**Text segment**
Forum: Building VoltDB Clients

Post: Prepared Statements / Array binding / C/C++ Client API

Prepared Statements / Array binding / C/C++ Client API
Piotr Kozaczewski
Jun 1, 2010
Is it possible to use Prepared Statements in VoltDB?
To be more specific, I mean SQL statements defined at Client Side, prepared and held accessible during some longer period of time. Of particular interst for me, would be Array Binding, i.e. associating arrays of values with Placeholders/Parameters in SQL DML Statements.
I am not going to create/modify Schemas from Client Side, as I am also not doing this when working with Oracle/MSSQL/Sybase/Teradata etc. What I need, is to enable creating some objects, that encapsulate SQL Statements, deploy this object to my runtime environment and make them run. As part of my execution, I would like to prepare the statements and use Array Binding for DML Statements, which greatly accelerates their execution.
I would like to use VoltDB as a fast, in-memory, transactional caching layer, above a more traditional RDBMS.
Heavy OLTP load would be performed in-memory by VoltDB and the results would be then, asynchronously, off-loaded to that RDBMS.

**Data provided**
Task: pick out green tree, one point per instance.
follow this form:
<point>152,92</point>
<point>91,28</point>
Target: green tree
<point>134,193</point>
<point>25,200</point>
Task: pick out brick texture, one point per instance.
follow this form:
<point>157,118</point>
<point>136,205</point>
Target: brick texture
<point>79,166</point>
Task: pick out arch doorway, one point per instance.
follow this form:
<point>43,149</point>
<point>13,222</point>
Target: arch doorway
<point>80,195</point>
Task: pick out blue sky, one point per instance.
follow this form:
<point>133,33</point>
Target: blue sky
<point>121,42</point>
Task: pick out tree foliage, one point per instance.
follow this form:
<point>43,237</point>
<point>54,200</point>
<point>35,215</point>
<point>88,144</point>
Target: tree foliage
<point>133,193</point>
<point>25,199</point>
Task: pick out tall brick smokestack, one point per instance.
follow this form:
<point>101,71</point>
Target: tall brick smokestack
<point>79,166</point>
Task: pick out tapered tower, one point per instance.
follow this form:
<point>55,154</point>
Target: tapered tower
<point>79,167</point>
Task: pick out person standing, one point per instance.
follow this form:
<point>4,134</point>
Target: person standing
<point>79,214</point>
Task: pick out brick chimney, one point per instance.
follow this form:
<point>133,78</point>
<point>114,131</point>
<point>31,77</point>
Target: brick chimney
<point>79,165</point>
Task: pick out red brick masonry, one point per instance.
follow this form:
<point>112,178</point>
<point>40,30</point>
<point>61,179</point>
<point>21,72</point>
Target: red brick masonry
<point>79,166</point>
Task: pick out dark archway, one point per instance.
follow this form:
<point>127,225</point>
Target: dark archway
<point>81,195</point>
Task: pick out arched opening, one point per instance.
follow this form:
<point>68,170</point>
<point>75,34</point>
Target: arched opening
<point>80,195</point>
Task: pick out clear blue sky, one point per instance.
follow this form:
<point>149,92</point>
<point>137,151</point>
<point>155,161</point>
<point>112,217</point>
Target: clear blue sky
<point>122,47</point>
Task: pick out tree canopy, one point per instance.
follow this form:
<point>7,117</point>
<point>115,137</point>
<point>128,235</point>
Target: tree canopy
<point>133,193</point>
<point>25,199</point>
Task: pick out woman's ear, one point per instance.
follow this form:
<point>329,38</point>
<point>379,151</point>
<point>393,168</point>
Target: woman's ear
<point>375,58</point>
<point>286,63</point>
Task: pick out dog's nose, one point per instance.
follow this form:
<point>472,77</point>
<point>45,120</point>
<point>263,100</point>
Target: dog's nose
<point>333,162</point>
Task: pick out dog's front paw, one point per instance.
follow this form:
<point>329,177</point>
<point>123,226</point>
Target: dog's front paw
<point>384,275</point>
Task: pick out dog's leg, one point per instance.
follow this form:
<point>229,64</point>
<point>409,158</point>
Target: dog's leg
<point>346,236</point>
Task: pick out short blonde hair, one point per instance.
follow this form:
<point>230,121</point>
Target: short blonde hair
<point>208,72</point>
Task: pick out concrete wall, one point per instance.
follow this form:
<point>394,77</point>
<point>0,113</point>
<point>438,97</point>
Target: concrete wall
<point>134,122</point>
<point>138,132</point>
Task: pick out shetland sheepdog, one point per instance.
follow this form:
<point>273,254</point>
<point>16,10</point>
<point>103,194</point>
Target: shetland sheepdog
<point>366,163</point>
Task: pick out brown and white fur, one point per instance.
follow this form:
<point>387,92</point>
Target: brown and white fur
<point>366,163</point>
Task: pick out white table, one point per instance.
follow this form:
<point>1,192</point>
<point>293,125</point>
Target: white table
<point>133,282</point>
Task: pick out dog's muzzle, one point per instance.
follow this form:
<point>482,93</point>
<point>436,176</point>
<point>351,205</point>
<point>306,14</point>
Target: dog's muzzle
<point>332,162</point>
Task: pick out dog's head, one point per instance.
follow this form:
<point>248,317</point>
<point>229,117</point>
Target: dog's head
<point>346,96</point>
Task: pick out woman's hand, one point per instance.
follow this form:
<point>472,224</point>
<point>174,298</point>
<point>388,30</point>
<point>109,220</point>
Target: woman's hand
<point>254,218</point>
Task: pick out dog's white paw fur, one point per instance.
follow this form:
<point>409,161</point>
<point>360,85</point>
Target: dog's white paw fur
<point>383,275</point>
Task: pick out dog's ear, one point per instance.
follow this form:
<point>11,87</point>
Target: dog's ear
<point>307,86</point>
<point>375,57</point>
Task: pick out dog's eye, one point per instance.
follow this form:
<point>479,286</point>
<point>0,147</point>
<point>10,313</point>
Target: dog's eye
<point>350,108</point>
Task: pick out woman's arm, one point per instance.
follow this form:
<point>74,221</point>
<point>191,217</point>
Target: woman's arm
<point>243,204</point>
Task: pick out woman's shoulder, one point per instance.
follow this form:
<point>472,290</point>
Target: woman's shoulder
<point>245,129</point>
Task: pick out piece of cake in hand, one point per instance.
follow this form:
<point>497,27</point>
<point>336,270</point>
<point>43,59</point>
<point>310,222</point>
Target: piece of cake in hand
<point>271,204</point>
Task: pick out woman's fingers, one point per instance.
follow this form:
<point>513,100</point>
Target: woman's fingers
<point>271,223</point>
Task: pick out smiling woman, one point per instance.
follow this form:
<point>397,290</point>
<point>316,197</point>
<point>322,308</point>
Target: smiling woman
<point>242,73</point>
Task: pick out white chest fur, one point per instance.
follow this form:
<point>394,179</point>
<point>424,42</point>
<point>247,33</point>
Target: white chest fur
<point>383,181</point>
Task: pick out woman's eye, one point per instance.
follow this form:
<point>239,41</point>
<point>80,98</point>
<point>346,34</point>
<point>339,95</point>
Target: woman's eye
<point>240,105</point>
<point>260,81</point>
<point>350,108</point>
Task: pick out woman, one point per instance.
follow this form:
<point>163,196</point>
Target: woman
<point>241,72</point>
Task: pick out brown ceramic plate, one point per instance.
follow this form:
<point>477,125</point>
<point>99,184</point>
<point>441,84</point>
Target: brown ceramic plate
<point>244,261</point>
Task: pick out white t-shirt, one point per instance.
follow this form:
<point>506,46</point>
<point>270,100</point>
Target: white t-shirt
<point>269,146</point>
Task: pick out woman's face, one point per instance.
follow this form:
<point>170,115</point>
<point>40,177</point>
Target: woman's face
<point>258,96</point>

**Required work**
a) According to the forum post, what role would the writer like VoltDB to play?
b) Reproduce the forum post word for word, starting with "I would like to use" and going on through "to that RDBMS.".

**In response**
a) A fast, in-memory, transactional caching layer above a more traditional RDBMS.

b)
I would like to use VoltDB as a fast, in-memory, transactional caching layer, above a more traditional RDBMS.
Heavy OLTP load would be performed in-memory by VoltDB and the results would be then, asynchronously, off-loaded to that RDBMS.